Women are just as good at running sprawling corporations as men, yet women are still significantly underrepresented in corporate America with only a small number of CEO roles going to them. To put it in numbers, just 8% of the U.S. corporations on Morningstar’s list of the Best Companies to Own have a female CEO at the helm.
On the bright side, in the following companies, women CEOs have defied colossal odds to break the glass ceiling and rose to prominence in what largely remains a boys’ club. That these companies have earned the highest capital allocation Morningstar rating is a validation of the enviable business acumen of their female CEOs.
Animal health medicines firm Zoetis (ZTS) sells anti-infectives, vaccines, parasiticides, diagnostics, and other health products. The firm earns just under half of its total revenue from production animals (cattle, pigs, poultry), while companion animal (dogs, horses, cats) products make up the other half.
With the largest market share, Zoetis is the undisputed leader in the global animal health industry and enjoys the widest moat of all the competitors. “Zoetis has set itself apart based on its impressive innovation that shows up across its product portfolio, including several drugs for specific pet ailments such as separation anxiety,” says a Morningstar equity report.
The firm has been expanding to virtually every type of animal-related health market, including aquaculture and pet diagnostics.
For long animal health businesses were buried within larger human health companies but have now emerged as strong entities. On Zoetis’s business: “It has many attractive characteristics, including cash-pay buyers, a fragmented customer base, and minimal generic competition,” points out Morningstar equity analyst Debbie S. Wang.
In contrast to human health businesses, where firms are traditionally at the mercy of payers, animal drugmakers hold significant pricing power owing to a fragmented and cash-pay customer base.
“Animal health products are purchased by a fragmented group of protein producers, veterinarians, and pet owners, allowing very little bargaining power,” says Wang, who recently lowered the stock’s fair value to US$170 from US$186, prompted by near-term softness in the production animal segment as generic and competitive pressure rise.
Global IT services firm Accenture (ACN) provides consulting, strategy, technology, and operational services. These services range from assisting enterprises with digital transformation to procurement services and software system integration. The company’s IT offerings cater to a variety of sectors, including communications, media and technology, financial services, health and public services, consumer products, and resources.
“Accenture’s growth will remain at a healthy and gradual pace, rather than experience a massive uptick,” says a Morningstar equity report.
The company's prominent reputation, crucial to the consulting business, and its expertise in enterprise issues will help Accenture maintain its sustainable competitive advantage or wide economic moat, the report adds.
As a consultant, Accenture provides solutions for specific enterprise problems as well as integrating software for more than 75% of the global top 500 companies.
Accenture’s wide moat stems from intangible assets associated with a stellar reputation for reliability and strategic and technological know-how, especially with large, risk-averse enterprise customers.

···

Answer these questions using the article on female CEOs above.
1. What percentage of the U.S. corporations on Morningstar's list of the Best Companies to Own have a female CEO?
2. To what figure did Debbie S. Wang lower the fair value of Zoetis stock?
3. For more than what share of the global top 500 companies does Accenture integrate software?

Saved entries

···

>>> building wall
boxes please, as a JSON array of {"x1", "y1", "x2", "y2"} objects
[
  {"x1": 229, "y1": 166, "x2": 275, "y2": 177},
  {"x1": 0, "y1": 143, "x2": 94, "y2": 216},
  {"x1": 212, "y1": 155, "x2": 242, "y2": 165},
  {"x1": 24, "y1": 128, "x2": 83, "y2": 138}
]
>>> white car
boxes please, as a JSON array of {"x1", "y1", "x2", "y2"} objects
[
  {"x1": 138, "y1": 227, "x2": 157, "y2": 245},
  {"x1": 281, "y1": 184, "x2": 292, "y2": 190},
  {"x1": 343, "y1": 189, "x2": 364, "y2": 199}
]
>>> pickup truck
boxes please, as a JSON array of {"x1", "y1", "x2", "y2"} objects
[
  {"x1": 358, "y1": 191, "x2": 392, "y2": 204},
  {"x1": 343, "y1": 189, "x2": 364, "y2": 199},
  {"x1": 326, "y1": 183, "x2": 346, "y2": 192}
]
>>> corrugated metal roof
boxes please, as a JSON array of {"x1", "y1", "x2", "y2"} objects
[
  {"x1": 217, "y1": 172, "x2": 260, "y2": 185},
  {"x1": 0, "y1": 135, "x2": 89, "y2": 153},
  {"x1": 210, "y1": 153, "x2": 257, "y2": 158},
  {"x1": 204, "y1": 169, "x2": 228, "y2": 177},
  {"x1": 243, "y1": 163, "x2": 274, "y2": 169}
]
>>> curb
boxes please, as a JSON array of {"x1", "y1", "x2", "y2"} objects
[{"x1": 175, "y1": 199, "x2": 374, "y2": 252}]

···

- Finished task -
1. 8%
2. US$170
3. More than 75%